> **Exercise directions**
Look for the word "background" in the data below, and copy every line that holds it.
---------- Data to use ----------
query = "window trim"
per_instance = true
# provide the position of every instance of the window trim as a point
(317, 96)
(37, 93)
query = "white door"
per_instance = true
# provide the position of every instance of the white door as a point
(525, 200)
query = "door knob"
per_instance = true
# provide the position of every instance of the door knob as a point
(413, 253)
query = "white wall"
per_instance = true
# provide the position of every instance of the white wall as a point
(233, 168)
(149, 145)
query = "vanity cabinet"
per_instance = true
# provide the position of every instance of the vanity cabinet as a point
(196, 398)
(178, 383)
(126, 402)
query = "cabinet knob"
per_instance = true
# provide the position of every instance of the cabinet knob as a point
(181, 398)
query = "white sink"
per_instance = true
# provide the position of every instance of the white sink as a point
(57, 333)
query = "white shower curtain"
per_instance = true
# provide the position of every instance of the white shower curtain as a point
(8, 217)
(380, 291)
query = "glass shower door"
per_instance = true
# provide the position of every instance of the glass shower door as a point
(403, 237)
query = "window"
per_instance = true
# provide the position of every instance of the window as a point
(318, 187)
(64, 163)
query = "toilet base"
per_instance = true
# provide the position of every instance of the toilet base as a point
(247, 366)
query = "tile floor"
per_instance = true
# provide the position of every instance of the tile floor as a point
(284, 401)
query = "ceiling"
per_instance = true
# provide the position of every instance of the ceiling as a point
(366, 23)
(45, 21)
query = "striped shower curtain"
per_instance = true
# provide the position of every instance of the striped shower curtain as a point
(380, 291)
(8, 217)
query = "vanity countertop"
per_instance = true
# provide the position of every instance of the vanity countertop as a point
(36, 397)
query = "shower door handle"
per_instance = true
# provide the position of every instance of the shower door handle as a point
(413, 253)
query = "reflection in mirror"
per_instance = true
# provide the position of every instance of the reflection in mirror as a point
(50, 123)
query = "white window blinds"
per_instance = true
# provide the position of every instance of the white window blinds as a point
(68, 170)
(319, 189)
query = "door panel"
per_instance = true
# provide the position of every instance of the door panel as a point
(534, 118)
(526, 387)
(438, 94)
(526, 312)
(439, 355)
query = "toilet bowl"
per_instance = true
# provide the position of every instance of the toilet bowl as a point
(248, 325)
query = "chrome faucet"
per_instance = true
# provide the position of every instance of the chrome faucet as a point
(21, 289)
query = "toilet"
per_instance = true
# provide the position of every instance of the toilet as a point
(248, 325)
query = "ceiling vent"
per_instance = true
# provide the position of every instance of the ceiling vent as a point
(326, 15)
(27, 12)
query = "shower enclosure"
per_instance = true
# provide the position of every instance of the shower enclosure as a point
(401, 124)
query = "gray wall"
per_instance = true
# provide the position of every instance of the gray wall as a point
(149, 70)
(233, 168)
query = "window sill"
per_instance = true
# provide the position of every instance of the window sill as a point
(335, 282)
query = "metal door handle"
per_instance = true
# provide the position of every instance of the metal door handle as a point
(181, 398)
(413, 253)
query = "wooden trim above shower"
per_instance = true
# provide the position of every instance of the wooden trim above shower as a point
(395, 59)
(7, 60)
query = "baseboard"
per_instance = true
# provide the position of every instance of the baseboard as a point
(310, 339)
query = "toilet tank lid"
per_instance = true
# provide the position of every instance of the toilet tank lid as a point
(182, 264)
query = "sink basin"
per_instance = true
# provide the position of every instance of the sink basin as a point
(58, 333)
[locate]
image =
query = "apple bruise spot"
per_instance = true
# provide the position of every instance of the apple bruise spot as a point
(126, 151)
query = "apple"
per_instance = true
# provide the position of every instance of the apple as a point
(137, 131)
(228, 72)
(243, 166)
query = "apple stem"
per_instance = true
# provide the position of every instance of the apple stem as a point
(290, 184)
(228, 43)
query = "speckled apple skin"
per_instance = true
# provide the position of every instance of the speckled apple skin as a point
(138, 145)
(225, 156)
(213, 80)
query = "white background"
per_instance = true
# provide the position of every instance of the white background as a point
----------
> **Solution to this task**
query = "white background"
# provide the position of every instance of the white background as a point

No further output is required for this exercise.